# [Information given]
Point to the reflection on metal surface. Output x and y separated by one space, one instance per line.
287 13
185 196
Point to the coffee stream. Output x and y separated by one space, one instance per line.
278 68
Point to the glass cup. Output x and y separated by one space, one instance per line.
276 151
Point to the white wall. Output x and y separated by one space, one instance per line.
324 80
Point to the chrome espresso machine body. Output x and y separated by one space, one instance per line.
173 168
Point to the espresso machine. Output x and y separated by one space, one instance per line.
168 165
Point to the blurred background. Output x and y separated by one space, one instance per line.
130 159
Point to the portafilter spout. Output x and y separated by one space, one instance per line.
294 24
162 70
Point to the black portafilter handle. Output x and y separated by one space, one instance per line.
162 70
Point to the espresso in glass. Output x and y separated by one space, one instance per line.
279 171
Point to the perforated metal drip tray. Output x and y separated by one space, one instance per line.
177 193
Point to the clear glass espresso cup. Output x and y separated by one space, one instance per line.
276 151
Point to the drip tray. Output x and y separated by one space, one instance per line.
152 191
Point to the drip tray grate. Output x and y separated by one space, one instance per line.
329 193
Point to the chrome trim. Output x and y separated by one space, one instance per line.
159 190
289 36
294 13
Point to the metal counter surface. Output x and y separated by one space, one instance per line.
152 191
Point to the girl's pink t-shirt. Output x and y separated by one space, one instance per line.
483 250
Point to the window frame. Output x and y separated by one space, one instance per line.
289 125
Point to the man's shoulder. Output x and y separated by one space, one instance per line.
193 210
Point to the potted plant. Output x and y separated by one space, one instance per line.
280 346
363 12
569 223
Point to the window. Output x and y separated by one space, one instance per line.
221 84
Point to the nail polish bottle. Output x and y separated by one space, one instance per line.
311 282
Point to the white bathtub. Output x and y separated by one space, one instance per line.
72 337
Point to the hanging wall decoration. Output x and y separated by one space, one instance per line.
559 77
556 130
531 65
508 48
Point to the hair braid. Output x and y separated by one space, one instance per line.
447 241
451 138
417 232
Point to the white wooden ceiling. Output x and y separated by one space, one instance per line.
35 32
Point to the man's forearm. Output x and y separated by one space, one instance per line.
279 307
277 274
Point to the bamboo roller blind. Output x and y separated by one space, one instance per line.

# [What this task involves]
Output each line of the entries exactly, so that nothing is lost.

# [Answer section]
Point to the reflection on metal surface. Output x and y separated by one space, one instance per line.
287 13
185 196
Point to the coffee stream. Output x and y separated by one space, one instance per line.
278 68
Point to the glass cup. Output x and y separated by one space, one instance per line.
276 151
Point to the white wall. Output x and y separated by one space, one instance per line.
324 80
Point to the chrome espresso machine body. Output x and y separated by one space, one instance per line.
173 168
Point to the espresso machine. Output x and y separated by one space, one instance per line.
168 165
Point to the blurred background. Output x and y separated by one space, one instance per line.
130 159
Point to the portafilter spout. Output x and y separated by one space, one instance per line.
294 24
162 70
Point to the black portafilter handle. Output x and y separated by one space, one instance per line.
162 70
Point to the espresso in glass. Output x and y separated by one space, one instance per line.
279 171
Point to the perforated metal drip tray. Output x and y separated by one space, one instance per line.
177 193
Point to the clear glass espresso cup. Output x and y separated by one space, one instance per line.
276 151
Point to the drip tray. Output x and y separated by one space, one instance per line.
152 191
Point to the drip tray grate. Output x and y separated by one space, one instance per line.
329 193
Point to the chrome trim. Output x and y separated by one space, one instance per line.
159 190
289 36
294 13
Point to the metal counter surface. Output x and y separated by one space, one instance per line.
152 191
Point to the girl's pink t-shirt. Output x and y separated by one space, one instance per line.
483 250
Point to the window frame. Output x and y separated by one space, one instance per line.
289 125
Point to the man's shoulder. Output x and y separated by one space, one instance per line.
193 210
Point to the potted plant. Output x and y separated by one space, one instance per line.
280 346
363 12
569 223
Point to the window. Output x and y separated by one space, one instance per line.
221 84
Point to the nail polish bottle. Output x and y separated by one space, one instance per line.
311 282
Point to the white bathtub. Output x and y separated by one space, one instance per line.
72 337
Point to the hanging wall decoration. Output x and y separated by one space, one instance per line.
559 77
556 130
531 65
508 48
Point to the hair braid. Output x and y separated by one space, one instance per line.
447 241
451 138
417 232
Point to the white wooden ceiling. Output x and y separated by one space, one instance per line.
35 32
Point to the man's forearm. Output x and y separated by one space, one instance per line.
279 307
277 274
Point to the bamboo roller blind. Output x and y separated by one space, one instance per line.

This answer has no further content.